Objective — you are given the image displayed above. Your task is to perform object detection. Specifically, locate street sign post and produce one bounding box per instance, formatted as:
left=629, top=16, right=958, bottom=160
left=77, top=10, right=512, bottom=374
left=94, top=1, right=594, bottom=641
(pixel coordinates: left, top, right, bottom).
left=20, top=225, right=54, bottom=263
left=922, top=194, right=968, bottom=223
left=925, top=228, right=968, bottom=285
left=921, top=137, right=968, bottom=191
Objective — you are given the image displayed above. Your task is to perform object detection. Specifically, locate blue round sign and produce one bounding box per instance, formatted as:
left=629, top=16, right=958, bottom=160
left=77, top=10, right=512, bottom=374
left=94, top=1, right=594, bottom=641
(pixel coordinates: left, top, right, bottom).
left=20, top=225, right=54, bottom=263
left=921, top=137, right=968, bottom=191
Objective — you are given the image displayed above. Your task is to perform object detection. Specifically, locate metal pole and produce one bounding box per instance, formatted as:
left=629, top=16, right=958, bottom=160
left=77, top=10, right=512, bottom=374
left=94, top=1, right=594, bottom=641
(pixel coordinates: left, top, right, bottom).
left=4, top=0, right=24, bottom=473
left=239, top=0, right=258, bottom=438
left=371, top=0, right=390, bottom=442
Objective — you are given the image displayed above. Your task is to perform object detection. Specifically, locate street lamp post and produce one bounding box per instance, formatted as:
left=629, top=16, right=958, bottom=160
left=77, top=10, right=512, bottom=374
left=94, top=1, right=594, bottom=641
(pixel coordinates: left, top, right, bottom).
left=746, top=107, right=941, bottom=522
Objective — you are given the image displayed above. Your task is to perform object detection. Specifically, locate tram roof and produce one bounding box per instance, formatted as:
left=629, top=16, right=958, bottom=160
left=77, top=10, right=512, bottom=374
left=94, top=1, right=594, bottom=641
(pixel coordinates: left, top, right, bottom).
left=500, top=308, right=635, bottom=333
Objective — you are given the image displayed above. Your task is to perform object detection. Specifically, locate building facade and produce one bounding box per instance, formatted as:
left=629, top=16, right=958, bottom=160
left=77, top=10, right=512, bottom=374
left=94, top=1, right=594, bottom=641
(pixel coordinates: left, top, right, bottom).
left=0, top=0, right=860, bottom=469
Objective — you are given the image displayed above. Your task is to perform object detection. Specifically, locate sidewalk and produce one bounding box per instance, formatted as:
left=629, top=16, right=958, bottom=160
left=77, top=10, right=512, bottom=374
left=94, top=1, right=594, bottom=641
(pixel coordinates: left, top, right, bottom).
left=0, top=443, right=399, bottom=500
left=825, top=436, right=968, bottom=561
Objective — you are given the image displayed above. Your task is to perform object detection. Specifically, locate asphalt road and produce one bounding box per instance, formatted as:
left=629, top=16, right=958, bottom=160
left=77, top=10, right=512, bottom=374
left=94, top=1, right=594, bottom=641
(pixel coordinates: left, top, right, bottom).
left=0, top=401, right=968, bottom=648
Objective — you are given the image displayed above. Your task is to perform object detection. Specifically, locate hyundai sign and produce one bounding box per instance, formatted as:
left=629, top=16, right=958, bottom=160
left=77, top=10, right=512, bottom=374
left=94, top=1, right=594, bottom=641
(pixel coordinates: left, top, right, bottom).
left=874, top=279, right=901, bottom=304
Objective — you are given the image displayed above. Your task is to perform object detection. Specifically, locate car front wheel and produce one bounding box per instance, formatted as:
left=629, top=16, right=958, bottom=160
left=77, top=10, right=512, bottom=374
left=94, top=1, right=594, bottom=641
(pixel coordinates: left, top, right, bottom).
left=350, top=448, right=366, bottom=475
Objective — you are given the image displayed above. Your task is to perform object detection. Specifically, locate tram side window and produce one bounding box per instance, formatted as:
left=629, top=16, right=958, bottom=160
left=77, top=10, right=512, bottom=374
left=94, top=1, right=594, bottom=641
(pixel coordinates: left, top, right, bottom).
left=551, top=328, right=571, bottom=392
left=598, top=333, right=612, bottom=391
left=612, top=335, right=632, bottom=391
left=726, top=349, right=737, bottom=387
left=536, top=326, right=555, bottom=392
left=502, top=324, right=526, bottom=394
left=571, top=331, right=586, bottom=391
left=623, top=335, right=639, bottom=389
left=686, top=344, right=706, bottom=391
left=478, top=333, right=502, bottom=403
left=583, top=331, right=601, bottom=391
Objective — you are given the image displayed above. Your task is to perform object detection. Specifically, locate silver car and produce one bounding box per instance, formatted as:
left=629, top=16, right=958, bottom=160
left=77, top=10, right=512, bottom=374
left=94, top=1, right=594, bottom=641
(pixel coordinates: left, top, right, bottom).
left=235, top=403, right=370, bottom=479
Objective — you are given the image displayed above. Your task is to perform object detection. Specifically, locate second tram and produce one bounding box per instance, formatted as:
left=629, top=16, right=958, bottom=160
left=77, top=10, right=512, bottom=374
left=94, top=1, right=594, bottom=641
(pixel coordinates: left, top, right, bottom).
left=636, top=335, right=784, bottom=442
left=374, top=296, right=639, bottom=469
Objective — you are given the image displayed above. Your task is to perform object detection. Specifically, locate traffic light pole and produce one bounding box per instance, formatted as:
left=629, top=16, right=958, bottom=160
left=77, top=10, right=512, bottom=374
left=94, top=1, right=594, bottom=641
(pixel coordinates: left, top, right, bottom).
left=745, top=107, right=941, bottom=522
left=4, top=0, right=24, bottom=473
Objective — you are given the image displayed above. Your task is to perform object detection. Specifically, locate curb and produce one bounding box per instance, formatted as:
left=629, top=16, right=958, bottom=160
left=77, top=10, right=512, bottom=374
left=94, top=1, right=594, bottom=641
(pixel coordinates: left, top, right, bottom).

——————————

Rewrite the material above, changing "bounding box" to "enclosing rectangle" wherever it occurs and leaving every other word as it is.

**REPLY**:
Objective — you are given the image displayed above. Your task is to perform object detection. Specifically, locate street sign post and produce one enclosing rectangle per instance, formatted as:
left=629, top=16, right=958, bottom=160
left=77, top=10, right=512, bottom=374
left=94, top=1, right=594, bottom=641
(pixel coordinates: left, top, right, bottom).
left=20, top=225, right=54, bottom=263
left=922, top=194, right=968, bottom=223
left=925, top=228, right=968, bottom=285
left=921, top=137, right=968, bottom=191
Objective — you are given the image displayed above. Your task is to perform object detection. Specifically, locate blue round sign and produce one enclosing rectangle per instance, formatted as:
left=629, top=16, right=958, bottom=160
left=77, top=10, right=512, bottom=374
left=94, top=1, right=594, bottom=641
(pixel coordinates: left, top, right, bottom).
left=20, top=225, right=54, bottom=263
left=921, top=137, right=968, bottom=191
Objective — you are given the image displayed above. Your task is to perform object detection. Specifically, locate metal pole and produce one enclosing rectangle per instance, formatted as:
left=629, top=16, right=958, bottom=160
left=77, top=10, right=512, bottom=374
left=94, top=1, right=594, bottom=641
(pixel coordinates: left, top, right, bottom).
left=4, top=0, right=24, bottom=473
left=239, top=0, right=258, bottom=438
left=371, top=0, right=390, bottom=442
Objective — you are given the image displayed above. Your task is to perform object detection. Specifically, locate street lamp post and produce one enclosing rectangle per instance, formatted as:
left=629, top=16, right=958, bottom=160
left=77, top=10, right=512, bottom=374
left=94, top=1, right=594, bottom=641
(pixel coordinates: left, top, right, bottom).
left=746, top=107, right=941, bottom=522
Objective — you are given the image displayed above. Your task is to perform object detection. Specifically, locate tram roof and produce one enclosing rectangle per instance, formatted as:
left=629, top=16, right=958, bottom=160
left=77, top=10, right=512, bottom=374
left=94, top=1, right=594, bottom=641
(pixel coordinates: left, top, right, bottom).
left=500, top=308, right=635, bottom=333
Objective — you are given the image displayed above. Your task is to perform object detection. Specifically, locate building facade and produce one enclosing rectangle per instance, formatted as:
left=629, top=16, right=958, bottom=160
left=77, top=10, right=512, bottom=374
left=94, top=1, right=594, bottom=641
(pixel coordinates: left, top, right, bottom).
left=0, top=0, right=860, bottom=469
Objective — you are given the image displayed above. Your task is to perform object detection. Specifically, locate sidewalk and produce one enclosing rectangle per instance, formatted as:
left=629, top=16, right=958, bottom=160
left=77, top=10, right=512, bottom=374
left=94, top=1, right=594, bottom=641
(pixel coordinates: left, top, right, bottom).
left=0, top=443, right=399, bottom=500
left=825, top=436, right=968, bottom=561
Objective — you are given the image displayed above. Your task is to perform object detection. Specifically, locate asphalt road and produce one enclosing rectangle per instance, formatted as:
left=629, top=16, right=958, bottom=160
left=77, top=10, right=512, bottom=374
left=94, top=1, right=594, bottom=641
(pixel coordinates: left, top, right, bottom).
left=0, top=401, right=968, bottom=648
Objective — you are given the image displayed above. Your task is to perform object detection. Specifically, locate hyundai sign and produce one enclosing rectangle per instance, formatted as:
left=629, top=16, right=958, bottom=160
left=77, top=10, right=512, bottom=374
left=94, top=1, right=594, bottom=641
(pixel coordinates: left, top, right, bottom).
left=874, top=279, right=901, bottom=304
Objective — you are given the image displayed above. Your task is to perform object detection. Specifically, locate car front wheel and produce one enclosing rectangle per instance, formatted as:
left=629, top=16, right=958, bottom=160
left=77, top=10, right=512, bottom=374
left=94, top=1, right=594, bottom=641
(pixel coordinates: left, top, right, bottom).
left=350, top=448, right=366, bottom=475
Objective — you are given the image displayed above. Your task is to perform object detection. Specifically, locate tram side window and produce one enclosing rectangle per instance, formatted as:
left=629, top=16, right=958, bottom=160
left=77, top=10, right=512, bottom=374
left=94, top=1, right=594, bottom=641
(pixel coordinates: left, top, right, bottom).
left=551, top=328, right=571, bottom=392
left=598, top=333, right=612, bottom=391
left=612, top=335, right=632, bottom=391
left=726, top=349, right=737, bottom=387
left=536, top=326, right=555, bottom=392
left=502, top=324, right=526, bottom=394
left=571, top=331, right=586, bottom=391
left=623, top=335, right=639, bottom=389
left=686, top=344, right=706, bottom=391
left=478, top=333, right=502, bottom=403
left=583, top=331, right=601, bottom=391
Objective — you are given the image displayed above. Your task is to perform object detection. Specifically, locate silver car and produce one enclosing rectangle per instance, formatted as:
left=629, top=16, right=958, bottom=160
left=77, top=10, right=512, bottom=374
left=94, top=1, right=594, bottom=641
(pixel coordinates: left, top, right, bottom).
left=235, top=403, right=370, bottom=479
Objective — you are given the image displayed above. Your task is to perform object detection. Specifically, locate second tram and produce one enclosing rectangle per instance, formatted as:
left=629, top=16, right=958, bottom=160
left=77, top=10, right=512, bottom=374
left=94, top=1, right=594, bottom=641
(pixel coordinates: left, top, right, bottom).
left=636, top=335, right=784, bottom=442
left=374, top=296, right=639, bottom=469
Objective — you are given the image displayed above. Your task is to perform object detection. Specifically, locate traffic light pole and produce one enclosing rectangle per instance, formatted as:
left=629, top=16, right=958, bottom=160
left=77, top=10, right=512, bottom=374
left=94, top=1, right=594, bottom=641
(pixel coordinates: left, top, right, bottom).
left=745, top=107, right=941, bottom=522
left=4, top=0, right=24, bottom=473
Objective — you are given the image displayed above. Your task is to perform object detection. Specifically, locate curb and produce one enclosing rectangle per instance, formatted as:
left=629, top=16, right=958, bottom=160
left=77, top=10, right=512, bottom=374
left=94, top=1, right=594, bottom=641
(pixel coordinates: left, top, right, bottom).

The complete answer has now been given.